## Consignes de travail
a – Répondez aux questions suivantes sur l'extrait de conférence consacré à l'islam et à la politique en Turquie.
(i) Dans quelle université Ali Bayramoglu est-il professeur ?
(ii) À quelle date la conférence a-t-elle été donnée ?
(iii) Dans le modèle prêté à l'intellectuel moyen français, qui garantit la laïcité face à la pression islamique ?
b – Rédigez la suite de l'extrait de conférence sur l'islam et la politique en Turquie, en partant de sa dernière phrase.

## Document source
Une conférence du cycle La Turquie, aujourd'hui demain

L'Islam et Politique : Turquie par Ali Bayramoglu

Intervention
Thème
Documentation

Extrait de la 718e conférence de l’Université de tous les savoirs
donnée le 13 octobre 2009

Islam et politique : l’exemple turc par Ali Bayramoglu
Professeur de L’université Kultur à Istanbul

Pour l’intellectuel moyen français la Turquie est un modèle mixte. C’est un pays musulman avec d’un côté, un régime laïc et démocratique et où la laïcité subsiste face à la pression islamique, garantie par l’armée et, d’un autre côté, ce rôle inéluctable, voire utile de l’armée affaiblit la démocratie, éloignant la Turquie des valeurs et du système occidentaux …"
Certains intellectuels français se fondent sur ce modèle pour s’opposer à l’adhésion de la Turquie à l’Union européenne, tandis que pour d’autres, l’adhésion de la Turquie est nécessaire au développement de sa démocratie déficitaire.
Diamétralement opposées en apparence, ces deux positions ont, comme point de départ, le même modèle.
Ce modèle ne tient compte ni du vécu, ni de l’expérience, ni de l’homme, ni de la société. Il ne serait pas faux d’affirmer qu’il s’agit là d’une approche, qui se ressource fondamentalement dans une image historique statique, amalgamant islam et musulman, et qui voit dans l’islam un tout uniforme d’actes idéologico-politiques.
Jusqu’à quel point une telle approche, qui réduit la société à une structure idéologique et qui ne croit à la possibilité d’un changement que dans les limites d’une politique donnée, peut prétendre raconter la Turquie ?
Nous ne pensons qu’il le fasse vraiment, ce modèle ne raconte ni la Turquie, ni ce que la France signifie pour la Turquie et la Turquie pour la France. Le premier pas sur la voie de la compréhension passe nécessairement par la reconsidération de notre optique d’analyse politique et sociale.
Peut-être que le premier nouveau “vrai“ serait de tourner notre regard de l’immuable et du statique vers le muable et le dynamique. C’est un exercice qui permettra même de revoir l’immuable et le statique.

[Entrées d'annotation de régions]
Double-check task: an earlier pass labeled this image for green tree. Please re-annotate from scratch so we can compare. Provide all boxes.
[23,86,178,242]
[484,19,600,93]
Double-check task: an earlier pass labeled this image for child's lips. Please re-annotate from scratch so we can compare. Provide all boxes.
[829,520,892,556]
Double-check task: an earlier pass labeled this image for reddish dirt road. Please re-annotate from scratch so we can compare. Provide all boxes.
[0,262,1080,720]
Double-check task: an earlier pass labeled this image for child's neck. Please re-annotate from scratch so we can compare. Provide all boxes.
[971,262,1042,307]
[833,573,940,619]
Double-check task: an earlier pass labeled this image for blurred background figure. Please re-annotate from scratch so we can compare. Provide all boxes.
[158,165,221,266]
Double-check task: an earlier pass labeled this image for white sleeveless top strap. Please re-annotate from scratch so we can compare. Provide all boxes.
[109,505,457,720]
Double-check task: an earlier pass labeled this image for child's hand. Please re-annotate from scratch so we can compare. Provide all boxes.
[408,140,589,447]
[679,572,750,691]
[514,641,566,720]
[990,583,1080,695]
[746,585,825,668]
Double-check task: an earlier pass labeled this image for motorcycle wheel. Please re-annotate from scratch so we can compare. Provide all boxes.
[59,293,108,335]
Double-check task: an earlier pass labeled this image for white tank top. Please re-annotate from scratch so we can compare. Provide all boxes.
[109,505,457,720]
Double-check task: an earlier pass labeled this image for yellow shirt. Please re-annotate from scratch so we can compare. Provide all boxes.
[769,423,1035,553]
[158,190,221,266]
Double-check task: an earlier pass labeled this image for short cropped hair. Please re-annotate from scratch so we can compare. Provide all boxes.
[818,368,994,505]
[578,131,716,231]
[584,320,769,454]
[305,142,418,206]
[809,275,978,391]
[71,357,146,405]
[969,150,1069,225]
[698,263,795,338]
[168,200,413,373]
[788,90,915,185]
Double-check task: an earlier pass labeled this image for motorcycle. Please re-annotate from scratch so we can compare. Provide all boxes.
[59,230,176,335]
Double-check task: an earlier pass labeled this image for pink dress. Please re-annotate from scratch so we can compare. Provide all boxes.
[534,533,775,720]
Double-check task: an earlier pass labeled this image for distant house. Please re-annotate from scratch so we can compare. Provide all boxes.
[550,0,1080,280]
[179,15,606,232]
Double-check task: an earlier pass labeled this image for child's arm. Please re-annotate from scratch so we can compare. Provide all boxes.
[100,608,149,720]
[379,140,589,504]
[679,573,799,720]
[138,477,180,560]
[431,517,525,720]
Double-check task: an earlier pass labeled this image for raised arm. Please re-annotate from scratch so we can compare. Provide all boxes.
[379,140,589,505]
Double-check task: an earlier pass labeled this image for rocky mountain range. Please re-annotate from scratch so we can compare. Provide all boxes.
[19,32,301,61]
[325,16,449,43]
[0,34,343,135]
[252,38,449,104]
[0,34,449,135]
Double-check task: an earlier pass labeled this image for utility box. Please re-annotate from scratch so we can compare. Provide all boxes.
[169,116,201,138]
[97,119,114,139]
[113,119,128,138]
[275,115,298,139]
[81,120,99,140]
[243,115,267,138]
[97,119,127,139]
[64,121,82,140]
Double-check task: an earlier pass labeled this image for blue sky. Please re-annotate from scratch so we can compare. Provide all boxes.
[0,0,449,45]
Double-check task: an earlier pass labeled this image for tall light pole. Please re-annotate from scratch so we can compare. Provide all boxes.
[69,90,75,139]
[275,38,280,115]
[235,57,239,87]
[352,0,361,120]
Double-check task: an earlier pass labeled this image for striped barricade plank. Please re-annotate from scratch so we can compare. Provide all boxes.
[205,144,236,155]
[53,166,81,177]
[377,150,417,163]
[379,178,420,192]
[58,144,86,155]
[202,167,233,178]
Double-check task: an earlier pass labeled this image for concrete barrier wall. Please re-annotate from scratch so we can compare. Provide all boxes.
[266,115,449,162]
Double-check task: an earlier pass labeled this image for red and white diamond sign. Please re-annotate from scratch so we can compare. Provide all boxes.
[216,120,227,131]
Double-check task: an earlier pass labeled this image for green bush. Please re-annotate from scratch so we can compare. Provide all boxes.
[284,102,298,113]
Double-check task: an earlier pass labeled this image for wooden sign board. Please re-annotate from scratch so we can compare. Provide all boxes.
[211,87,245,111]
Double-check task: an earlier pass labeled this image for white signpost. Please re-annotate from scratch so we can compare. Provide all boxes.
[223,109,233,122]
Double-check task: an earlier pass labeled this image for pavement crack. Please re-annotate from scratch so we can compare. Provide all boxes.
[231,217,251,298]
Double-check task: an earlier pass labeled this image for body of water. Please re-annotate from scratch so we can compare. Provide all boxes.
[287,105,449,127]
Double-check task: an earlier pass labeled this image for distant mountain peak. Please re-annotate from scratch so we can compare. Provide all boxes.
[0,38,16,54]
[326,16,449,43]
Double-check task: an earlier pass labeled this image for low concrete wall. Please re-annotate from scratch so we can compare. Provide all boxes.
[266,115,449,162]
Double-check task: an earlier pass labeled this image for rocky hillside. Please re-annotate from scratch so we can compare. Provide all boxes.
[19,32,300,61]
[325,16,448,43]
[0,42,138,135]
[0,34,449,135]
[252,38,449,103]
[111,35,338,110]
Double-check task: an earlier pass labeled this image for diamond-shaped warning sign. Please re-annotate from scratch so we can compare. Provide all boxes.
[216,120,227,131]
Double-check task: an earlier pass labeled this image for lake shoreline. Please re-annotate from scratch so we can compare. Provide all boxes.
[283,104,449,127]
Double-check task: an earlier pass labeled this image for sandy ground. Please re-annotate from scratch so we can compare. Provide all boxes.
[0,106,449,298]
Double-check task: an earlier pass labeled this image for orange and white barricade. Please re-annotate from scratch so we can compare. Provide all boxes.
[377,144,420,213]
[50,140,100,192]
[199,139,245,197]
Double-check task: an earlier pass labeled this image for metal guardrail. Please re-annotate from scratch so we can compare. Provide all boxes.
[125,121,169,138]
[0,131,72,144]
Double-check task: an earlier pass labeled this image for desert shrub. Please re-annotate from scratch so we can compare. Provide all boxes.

## Réponses à l'exercice
a –
(i) À l'université Kultur, à Istanbul.
(ii) Le 13 octobre 2009.
(iii) L'armée.

b –
En fait, aujourd’hui un changement notable est en devenir autour de l’Europe et si l’on considère le nombre croissant d’Européens musulmans, ce changement évolue vers un encerclement de l’Europe.
Cette évolution s’articule sur deux axes fondamentaux.
- un dynamisme engendré par la détermination du politique par la société et un “politique” guidé par un “social” nouveau et différent…
- un processus de “resubjectivation“ ou plutôt de personnalisation ou encore un “processus de "passage de l’individu à l’homme" consommateur simultané de différents systèmes de valeur, à assise multiple, donc pluraliste, qui remplace l“individu“ qui gère des intérêts, différents et contradictoires, avec un système de valeur unique aux parures de rationalisme...
Si la Turquie devait être un modèle, elle serait celui de ce changement…
Sur la terre où nous vivons ce développement à deux axes se produit autour de trois rencontres. Et l’importance de chaque rencontre réside dans le fait qu’elle est le produit de la société, qu’elle privilégie le social et dans le fait que ce social mis en exergue cerne le politique.
Ces rencontres s’opèrent entre:
1. identité et histoire
2. militaire et civil
3. religieux et laïc
La rencontre du couple identité-histoire assure la fonction de démocratisation et de transparenciation de l’identité attribuée, à travers d’une relecture de la période républicaine, de la découverte des non musulmans et de la discussion sur 1915. La société devance le politique et lui ouvre le chemin. Elle alimente divers systèmes de valeur. La tension entre les militaires et les civils va, pour la première fois, au-delà d’un conflit entre la conception politique et l’armée, en conséquence de la conjoncture de ces dernières années et le pays a atteint un stade où les fonctions politique et militaire de l’armée sont débattues par la société sous un angle sociétal.
La rencontre du couple religieux-laïc a été le principal déclencheur d’une coexistence des systèmes de valeurs différents au sein d’un même corps. Cette structure inédite où les systèmes de valeurs séculaire, religieux, traditionnel et moderne sont consommés par la même personne est importante.
Il est impératif pour comprendre ce qui se passe de regarder l’islam et la politique en Turquie à travers cette optique.
La consommation par un même acteur de systèmes de valeur différents signale un nouveau climat sociologique. Ce nouveau climat indique une structure où les identités, les individus et les subjectivations coexistent, ou plutôt, s’imbriquent et interagissent sans pour autant s’annihiler réciproquement.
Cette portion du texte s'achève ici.